Exercise aim:
Rewrite the data below as a JSON list of strings with one string per line, skipping blank lines and leaving the pictures out.

Records from a dataset:
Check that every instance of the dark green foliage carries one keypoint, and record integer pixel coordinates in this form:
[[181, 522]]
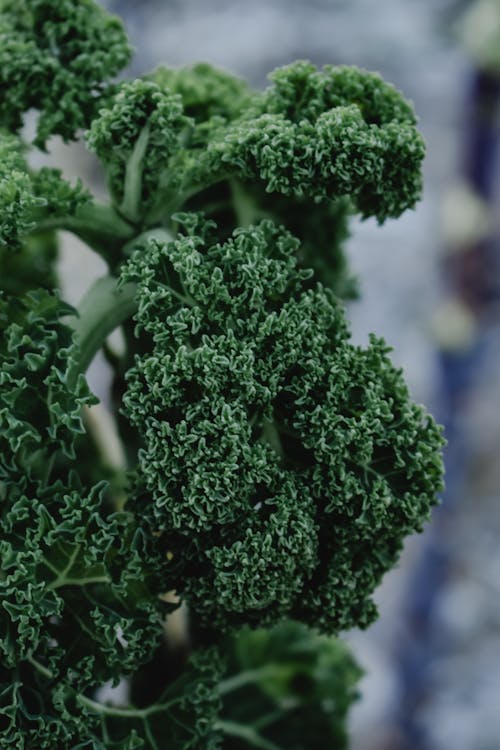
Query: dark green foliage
[[291, 686], [282, 466], [32, 267], [26, 196], [273, 467], [57, 56], [327, 134], [39, 409], [135, 139], [206, 92]]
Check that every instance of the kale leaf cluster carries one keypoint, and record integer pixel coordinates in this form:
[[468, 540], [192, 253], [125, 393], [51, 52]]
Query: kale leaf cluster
[[265, 470]]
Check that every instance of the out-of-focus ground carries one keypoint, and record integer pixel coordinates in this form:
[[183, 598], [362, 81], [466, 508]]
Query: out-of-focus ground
[[411, 44]]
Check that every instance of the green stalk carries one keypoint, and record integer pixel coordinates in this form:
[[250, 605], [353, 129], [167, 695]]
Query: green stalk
[[98, 225], [104, 307]]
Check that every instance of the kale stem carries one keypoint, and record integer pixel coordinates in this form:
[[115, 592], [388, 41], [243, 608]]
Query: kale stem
[[102, 309], [132, 192]]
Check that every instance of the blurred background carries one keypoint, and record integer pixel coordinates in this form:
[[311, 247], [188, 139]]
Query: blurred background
[[430, 285]]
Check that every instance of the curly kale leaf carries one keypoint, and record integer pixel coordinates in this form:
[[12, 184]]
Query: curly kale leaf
[[135, 137], [288, 687], [57, 56], [281, 466], [206, 92], [327, 134], [27, 196], [39, 407], [76, 611]]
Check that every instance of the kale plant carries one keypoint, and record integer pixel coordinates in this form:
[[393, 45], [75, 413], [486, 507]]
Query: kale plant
[[273, 468]]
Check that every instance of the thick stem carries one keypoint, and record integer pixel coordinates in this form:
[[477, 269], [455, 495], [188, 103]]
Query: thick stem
[[132, 193], [103, 308]]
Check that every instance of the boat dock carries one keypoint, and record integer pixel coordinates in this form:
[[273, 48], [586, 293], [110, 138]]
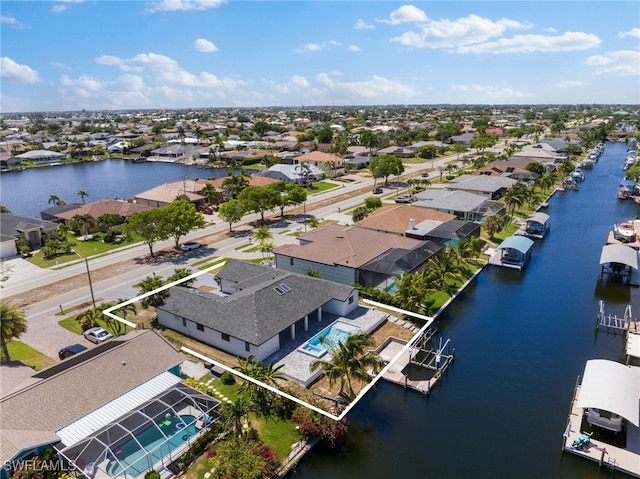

Exercise solution:
[
  "Check that every instance of the dark green foliage carries one keypoint, and record integer pixel coordinates in this form:",
  "[[181, 522]]",
  "Query: dark green foliage",
  "[[291, 686], [282, 466], [32, 267], [26, 196], [273, 467], [57, 56], [327, 134], [39, 409], [135, 139], [206, 92]]",
  "Check that every instance of the kale leaf cluster carries one keypoint, and record integer pixel coordinates in this form:",
  "[[468, 540], [192, 253], [125, 393], [51, 52]]",
  "Query: kale leaf cluster",
  "[[265, 470]]",
  "Check that every instance of the out-of-focus ground carries one keypoint, and record integer pixel coordinates in this form:",
  "[[183, 598], [362, 81], [466, 508]]",
  "Query: out-of-focus ground",
  "[[411, 44]]",
  "Check that every instance of the green stalk carries one keypoint, and record integer pixel coordinates in this form:",
  "[[250, 605], [353, 129], [167, 695]]",
  "Query: green stalk",
  "[[98, 225], [104, 307]]",
  "Check that every instance of the kale stem carries one keypoint, and record integer pixel coordinates in this form:",
  "[[115, 592], [388, 41], [243, 608]]",
  "Query: kale stem",
  "[[102, 309], [132, 192]]",
  "Check that every instance of the blurred background carries one keypoint, and record integer pixel coordinates in this form:",
  "[[311, 247], [188, 139]]",
  "Query: blurred background",
  "[[430, 285]]",
  "Check that every instance of the curly kale leaf carries one keypoint, and record integer pixel coordinates in this form:",
  "[[12, 184]]",
  "Query: curly kale leaf",
  "[[135, 137], [288, 687], [57, 56], [281, 466], [206, 92], [327, 134], [27, 196], [39, 407], [76, 611]]",
  "Check that every instance of the kale plant carries one keypoint, and record integer pixel coordinates in this form:",
  "[[393, 45], [75, 413], [486, 507]]",
  "Query: kale plant",
  "[[273, 468]]",
  "Check that every instance of the thick stem carries one keypoint, and record integer pixel coordinates in this form:",
  "[[477, 269], [455, 495], [188, 103]]",
  "Query: thick stem",
  "[[132, 193], [103, 308]]",
  "Check that every instance of the boat dock carries one keypoint, and record integer pixel coordinates in this form:",
  "[[273, 48], [586, 293], [110, 138]]"
]